▶ _Aim of the exercise_:
Could you return, word for word, the stretch from "In the DRC’s" through "on social networks." in the passage below on African coronavirus lockdowns?

▶ _Extract to read_:
* * * * * * * * *

The measures taken by certain African heads of state or authorities to slow the spread of the coronavirus pandemic are triggering reactions in many countries. Last Saturday, Governor of the city of Kinshasa in the Democratic Republic of Congo (DRC) had to back off in the face of hostile reactions after the total confinement measure he wanted to impose on the city’s inhabitants. In particular, Congolese parliamentarians and members of civil society have indicated that this measure is likely to create a humanitarian catastrophe or riots if socio-economic conditions do not allow it.
So, total lockdowns or not? Many countries are still hesitant.
In the DRC’s neighboring country of Congo, President Sassou Nguesso on Sunday ordered a 30 day lockdown begining from Tuesday March 31 while Nigeria’s President Mohammadu Buhari ordered a 14 day restriction of movements in the west African country’s commercial and political capitals, Lagos and Abuja respectively.
But for President Patrice Talon of Benin, Benin “does not have the means of rich countries to accompany mobility reductions or confinements” a widely shared and welcomed view on social networks.
Now, according to the World Data Lab, Africa is the world’s last frontier in the fight against extreme poverty. Today, one in three Africans—422 million people—live below the global poverty line. They represent more than 70 percent of the world’s poorest people, the data group says.

* * * * * * * * *

▶ _Provided material_:
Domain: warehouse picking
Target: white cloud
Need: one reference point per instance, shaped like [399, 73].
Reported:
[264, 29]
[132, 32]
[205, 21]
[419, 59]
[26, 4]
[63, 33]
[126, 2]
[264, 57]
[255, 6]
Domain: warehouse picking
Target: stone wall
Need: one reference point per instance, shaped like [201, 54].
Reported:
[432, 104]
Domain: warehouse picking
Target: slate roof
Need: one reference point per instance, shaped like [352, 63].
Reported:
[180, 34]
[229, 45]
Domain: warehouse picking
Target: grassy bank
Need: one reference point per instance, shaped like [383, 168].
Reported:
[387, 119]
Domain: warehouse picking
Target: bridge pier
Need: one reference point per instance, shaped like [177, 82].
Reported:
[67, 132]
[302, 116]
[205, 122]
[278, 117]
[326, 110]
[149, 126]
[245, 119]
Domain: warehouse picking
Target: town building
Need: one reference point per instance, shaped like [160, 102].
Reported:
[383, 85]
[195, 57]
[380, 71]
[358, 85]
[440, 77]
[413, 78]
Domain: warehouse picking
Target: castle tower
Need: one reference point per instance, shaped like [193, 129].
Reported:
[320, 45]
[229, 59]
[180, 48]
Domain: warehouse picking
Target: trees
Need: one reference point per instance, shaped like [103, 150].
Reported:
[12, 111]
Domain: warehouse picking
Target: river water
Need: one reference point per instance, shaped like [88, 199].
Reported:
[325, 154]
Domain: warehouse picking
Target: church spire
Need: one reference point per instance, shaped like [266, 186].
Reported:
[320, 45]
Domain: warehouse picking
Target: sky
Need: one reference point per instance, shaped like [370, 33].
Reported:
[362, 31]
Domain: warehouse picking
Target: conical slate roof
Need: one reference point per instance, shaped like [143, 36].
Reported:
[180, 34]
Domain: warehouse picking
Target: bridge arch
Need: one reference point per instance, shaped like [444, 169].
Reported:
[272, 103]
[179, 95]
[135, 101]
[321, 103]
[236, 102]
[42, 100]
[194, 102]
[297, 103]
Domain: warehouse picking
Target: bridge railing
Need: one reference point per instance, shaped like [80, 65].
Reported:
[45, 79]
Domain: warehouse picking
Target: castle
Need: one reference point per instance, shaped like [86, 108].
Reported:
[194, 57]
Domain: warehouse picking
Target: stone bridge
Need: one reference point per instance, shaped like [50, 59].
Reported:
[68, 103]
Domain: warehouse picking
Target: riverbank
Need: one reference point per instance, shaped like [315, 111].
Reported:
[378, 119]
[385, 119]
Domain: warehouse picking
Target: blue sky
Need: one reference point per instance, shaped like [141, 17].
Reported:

* * * * * * * * *

▶ _Task response_:
In the DRC’s neighboring country of Congo, President Sassou Nguesso on Sunday ordered a 30 day lockdown begining from Tuesday March 31 while Nigeria’s President Mohammadu Buhari ordered a 14 day restriction of movements in the west African country’s commercial and political capitals, Lagos and Abuja respectively.
But for President Patrice Talon of Benin, Benin “does not have the means of rich countries to accompany mobility reductions or confinements” a widely shared and welcomed view on social networks.